Labeled-object pointing entries

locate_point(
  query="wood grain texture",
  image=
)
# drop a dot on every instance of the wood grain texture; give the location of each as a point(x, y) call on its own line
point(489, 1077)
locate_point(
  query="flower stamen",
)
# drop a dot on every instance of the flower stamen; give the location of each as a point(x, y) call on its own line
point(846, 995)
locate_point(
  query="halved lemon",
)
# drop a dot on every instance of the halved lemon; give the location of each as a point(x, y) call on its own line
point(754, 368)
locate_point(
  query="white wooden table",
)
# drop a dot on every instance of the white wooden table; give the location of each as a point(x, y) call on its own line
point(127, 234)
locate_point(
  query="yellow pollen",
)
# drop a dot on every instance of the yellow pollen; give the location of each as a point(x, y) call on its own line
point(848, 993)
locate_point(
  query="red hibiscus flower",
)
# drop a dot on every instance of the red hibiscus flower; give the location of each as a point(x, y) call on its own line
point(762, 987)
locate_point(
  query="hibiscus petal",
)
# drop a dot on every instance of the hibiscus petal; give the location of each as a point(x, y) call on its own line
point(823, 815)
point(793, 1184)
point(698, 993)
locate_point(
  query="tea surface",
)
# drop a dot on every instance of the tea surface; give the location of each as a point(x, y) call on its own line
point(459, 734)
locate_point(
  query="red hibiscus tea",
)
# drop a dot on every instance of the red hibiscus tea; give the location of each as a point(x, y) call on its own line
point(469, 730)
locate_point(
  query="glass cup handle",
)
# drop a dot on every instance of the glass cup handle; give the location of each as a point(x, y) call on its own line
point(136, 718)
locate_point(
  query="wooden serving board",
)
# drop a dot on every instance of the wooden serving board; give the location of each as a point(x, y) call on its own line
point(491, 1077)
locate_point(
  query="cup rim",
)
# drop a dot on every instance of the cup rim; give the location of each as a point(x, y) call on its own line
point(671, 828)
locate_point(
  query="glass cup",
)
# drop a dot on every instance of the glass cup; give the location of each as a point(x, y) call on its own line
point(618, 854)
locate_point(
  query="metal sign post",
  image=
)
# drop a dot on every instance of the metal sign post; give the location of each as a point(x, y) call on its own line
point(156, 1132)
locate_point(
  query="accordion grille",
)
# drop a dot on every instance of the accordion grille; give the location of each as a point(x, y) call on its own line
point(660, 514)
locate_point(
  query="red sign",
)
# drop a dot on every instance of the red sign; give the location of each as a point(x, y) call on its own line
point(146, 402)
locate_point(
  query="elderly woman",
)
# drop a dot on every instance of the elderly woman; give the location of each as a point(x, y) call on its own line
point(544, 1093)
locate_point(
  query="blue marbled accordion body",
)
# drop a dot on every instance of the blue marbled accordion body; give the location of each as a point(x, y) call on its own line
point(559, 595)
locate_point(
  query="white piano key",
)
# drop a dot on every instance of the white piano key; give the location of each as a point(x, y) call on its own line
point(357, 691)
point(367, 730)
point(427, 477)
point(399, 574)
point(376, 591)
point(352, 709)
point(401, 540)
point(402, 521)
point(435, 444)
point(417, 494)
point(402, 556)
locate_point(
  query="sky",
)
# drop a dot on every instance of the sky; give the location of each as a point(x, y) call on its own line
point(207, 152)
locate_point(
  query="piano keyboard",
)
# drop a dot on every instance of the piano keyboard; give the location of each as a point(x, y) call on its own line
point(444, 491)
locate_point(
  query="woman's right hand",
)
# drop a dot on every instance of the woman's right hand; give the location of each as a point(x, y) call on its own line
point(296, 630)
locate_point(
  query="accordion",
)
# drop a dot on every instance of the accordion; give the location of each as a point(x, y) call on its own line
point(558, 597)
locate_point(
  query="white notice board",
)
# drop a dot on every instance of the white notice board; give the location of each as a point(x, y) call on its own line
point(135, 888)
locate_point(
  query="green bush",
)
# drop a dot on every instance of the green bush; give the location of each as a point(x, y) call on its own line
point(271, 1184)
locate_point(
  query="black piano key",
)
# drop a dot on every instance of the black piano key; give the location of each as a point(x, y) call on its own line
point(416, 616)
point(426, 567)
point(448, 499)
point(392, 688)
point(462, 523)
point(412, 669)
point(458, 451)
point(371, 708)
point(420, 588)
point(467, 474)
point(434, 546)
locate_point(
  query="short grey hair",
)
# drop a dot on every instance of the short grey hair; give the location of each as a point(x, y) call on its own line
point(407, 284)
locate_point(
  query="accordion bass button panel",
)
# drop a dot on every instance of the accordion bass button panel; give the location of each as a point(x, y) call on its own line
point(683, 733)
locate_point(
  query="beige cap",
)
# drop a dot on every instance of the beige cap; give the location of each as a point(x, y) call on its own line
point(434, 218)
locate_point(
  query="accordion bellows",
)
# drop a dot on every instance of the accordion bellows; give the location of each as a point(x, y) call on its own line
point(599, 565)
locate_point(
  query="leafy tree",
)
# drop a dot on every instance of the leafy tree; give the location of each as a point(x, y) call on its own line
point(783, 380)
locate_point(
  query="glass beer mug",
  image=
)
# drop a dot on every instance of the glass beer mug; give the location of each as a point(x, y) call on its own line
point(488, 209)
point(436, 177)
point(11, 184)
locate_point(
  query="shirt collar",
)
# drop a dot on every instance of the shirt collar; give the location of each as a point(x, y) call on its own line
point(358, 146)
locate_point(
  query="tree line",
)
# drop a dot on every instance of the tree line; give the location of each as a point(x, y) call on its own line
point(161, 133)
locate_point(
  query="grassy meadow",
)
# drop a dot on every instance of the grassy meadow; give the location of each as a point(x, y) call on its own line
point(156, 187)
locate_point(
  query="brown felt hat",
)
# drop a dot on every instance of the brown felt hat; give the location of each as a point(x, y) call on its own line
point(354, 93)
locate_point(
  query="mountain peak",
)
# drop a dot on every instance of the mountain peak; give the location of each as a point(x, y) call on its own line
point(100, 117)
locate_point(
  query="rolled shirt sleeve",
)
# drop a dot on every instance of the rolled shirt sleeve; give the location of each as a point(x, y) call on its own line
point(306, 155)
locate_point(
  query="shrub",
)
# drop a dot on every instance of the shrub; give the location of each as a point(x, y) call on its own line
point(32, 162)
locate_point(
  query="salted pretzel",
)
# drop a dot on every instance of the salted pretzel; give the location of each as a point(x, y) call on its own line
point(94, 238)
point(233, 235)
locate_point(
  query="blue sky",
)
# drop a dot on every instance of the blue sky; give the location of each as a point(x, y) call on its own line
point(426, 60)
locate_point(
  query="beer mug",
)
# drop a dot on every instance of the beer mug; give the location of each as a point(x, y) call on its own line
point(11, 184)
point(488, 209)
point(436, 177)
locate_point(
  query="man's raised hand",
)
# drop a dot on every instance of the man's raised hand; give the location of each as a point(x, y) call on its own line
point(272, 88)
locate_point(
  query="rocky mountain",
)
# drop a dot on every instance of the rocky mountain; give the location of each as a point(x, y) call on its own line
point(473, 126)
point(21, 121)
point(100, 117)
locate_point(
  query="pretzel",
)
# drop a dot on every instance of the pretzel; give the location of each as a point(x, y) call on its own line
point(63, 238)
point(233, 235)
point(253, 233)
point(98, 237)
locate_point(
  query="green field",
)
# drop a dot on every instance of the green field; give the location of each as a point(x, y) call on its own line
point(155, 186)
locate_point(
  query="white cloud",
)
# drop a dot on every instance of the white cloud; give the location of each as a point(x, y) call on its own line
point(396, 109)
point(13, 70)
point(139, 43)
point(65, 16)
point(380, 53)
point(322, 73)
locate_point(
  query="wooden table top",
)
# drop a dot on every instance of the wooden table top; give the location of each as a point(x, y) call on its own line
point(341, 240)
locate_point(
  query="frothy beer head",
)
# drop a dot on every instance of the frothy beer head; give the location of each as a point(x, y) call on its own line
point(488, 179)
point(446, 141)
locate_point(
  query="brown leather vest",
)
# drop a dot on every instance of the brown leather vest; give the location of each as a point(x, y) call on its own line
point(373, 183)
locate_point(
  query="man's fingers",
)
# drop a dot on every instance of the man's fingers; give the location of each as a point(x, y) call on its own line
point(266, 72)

**EXERCISE DIRECTIONS**
Output these lines again unchanged, everything from the start of the lines above down to the line containing "point(459, 734)", with both ends included.

**ANSWER BELOW**
locate_point(
  query="wood grain texture",
  image=
)
# drop a dot on every instance of the wood grain texture; give the location of each as a point(x, y) call on its own line
point(489, 1077)
locate_point(
  query="flower stamen",
)
# drop a dot on every instance of the flower stamen; give the location of each as a point(x, y) call on its own line
point(846, 995)
locate_point(
  query="halved lemon",
)
# drop a dot on every instance of the halved lemon; give the location of each as a point(x, y) call on its own line
point(754, 368)
locate_point(
  query="white wooden table",
)
# drop a dot on every instance of the white wooden table; give the location of each as a point(x, y) call on its own line
point(127, 234)
locate_point(
  query="yellow pollen",
)
# drop a dot on every instance of the yellow pollen; give the location of each as a point(x, y) call on its own line
point(848, 993)
locate_point(
  query="red hibiscus flower",
)
# drop a dot on every instance of the red hibiscus flower; give the location of each as a point(x, y) call on its own line
point(762, 987)
locate_point(
  query="hibiscus petal",
)
# drop a dot on every instance of the hibiscus petal; give the location of each as a point(x, y) call on its own line
point(823, 815)
point(793, 1184)
point(698, 993)
locate_point(
  query="tea surface",
)
# drop a dot on every instance of the tea surface; give the location of each as a point(x, y) call on its own line
point(459, 734)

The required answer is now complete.